WHAT TO WORK ON:
Return the passage below on how our flavor preferences take shape, copying every word and punctuation mark unchanged.

>> START PASSAGE TO READ

This physiology may explain what we mean by flavor—but anatomy doesn't much help us understand what we like. Our flavor preferences take shape over a lifetime, beginning while we are still in the womb. Babies whose mothers consume garlic while pregnant are more likely to enjoy the flavor of garlic in breast milk. Pregnant women who drink carrot juice are more likely to have kids who like carrots. The evolutionary justification is simple enough: If Mom ate it, it's safe.

Indeed, we use our friends and loved ones in much the same way that medieval monarchs used food tasters—let them try it first, then let's see how they are doing in 20 minutes. The principle holds all the way down the food chain. Rats hate the taste of cocoa, yet some enterprising scientists recently separated a rat from its brood and coaxed it to eat some anyway. The rat then returned to its group. When the other rats smelled the cocoa on its breath, they changed their minds and suddenly couldn't get enough cocoa.

>> END PASSAGE TO READ
>> START RECORDED DATA

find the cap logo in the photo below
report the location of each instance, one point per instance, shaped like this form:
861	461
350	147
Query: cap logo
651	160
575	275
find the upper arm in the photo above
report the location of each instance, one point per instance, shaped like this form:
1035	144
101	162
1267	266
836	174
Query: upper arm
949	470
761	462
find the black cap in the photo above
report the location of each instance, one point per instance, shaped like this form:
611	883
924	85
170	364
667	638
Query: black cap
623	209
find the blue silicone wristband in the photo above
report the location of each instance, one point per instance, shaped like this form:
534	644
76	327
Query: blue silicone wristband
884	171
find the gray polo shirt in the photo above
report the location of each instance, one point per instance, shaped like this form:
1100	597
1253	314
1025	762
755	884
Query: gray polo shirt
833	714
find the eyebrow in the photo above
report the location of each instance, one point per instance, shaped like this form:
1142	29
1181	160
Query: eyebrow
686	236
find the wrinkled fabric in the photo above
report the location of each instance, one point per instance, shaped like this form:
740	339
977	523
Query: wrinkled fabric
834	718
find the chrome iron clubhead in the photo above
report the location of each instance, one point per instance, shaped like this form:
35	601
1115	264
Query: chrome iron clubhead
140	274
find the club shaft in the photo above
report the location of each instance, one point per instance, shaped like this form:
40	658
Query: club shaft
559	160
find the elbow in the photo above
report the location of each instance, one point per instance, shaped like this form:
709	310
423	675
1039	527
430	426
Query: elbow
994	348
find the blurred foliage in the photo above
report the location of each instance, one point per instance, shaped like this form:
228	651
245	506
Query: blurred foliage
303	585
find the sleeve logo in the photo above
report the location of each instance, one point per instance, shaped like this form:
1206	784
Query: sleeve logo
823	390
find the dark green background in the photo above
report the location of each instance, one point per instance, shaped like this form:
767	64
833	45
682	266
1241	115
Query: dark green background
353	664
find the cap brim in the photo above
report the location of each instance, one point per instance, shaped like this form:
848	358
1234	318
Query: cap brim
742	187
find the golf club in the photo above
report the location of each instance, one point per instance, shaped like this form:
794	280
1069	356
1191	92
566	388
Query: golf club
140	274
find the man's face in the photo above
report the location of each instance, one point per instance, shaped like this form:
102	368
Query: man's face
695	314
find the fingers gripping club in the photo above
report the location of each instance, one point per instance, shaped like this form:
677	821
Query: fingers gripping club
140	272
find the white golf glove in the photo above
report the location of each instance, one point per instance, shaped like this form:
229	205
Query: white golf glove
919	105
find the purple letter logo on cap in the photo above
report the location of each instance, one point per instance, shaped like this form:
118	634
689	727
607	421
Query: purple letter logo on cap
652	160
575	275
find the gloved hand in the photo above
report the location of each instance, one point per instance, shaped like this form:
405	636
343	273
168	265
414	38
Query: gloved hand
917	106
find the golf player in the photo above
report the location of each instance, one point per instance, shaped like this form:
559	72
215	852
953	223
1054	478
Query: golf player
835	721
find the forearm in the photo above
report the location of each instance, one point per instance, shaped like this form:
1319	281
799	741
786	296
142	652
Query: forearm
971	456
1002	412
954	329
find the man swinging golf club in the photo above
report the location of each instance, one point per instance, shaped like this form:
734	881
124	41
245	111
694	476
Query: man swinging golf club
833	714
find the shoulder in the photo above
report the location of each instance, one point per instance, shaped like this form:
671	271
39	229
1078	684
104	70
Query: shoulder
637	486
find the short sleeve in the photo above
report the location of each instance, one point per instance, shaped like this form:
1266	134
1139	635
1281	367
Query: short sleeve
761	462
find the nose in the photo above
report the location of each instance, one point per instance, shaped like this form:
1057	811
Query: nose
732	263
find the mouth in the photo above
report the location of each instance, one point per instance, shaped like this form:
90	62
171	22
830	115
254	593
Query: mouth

>> END RECORDED DATA

RESPONSE TO THIS TASK:
This physiology may explain what we mean by flavor—but anatomy doesn't much help us understand what we like. Our flavor preferences take shape over a lifetime, beginning while we are still in the womb. Babies whose mothers consume garlic while pregnant are more likely to enjoy the flavor of garlic in breast milk. Pregnant women who drink carrot juice are more likely to have kids who like carrots. The evolutionary justification is simple enough: If Mom ate it, it's safe.

Indeed, we use our friends and loved ones in much the same way that medieval monarchs used food tasters—let them try it first, then let's see how they are doing in 20 minutes. The principle holds all the way down the food chain. Rats hate the taste of cocoa, yet some enterprising scientists recently separated a rat from its brood and coaxed it to eat some anyway. The rat then returned to its group. When the other rats smelled the cocoa on its breath, they changed their minds and suddenly couldn't get enough cocoa.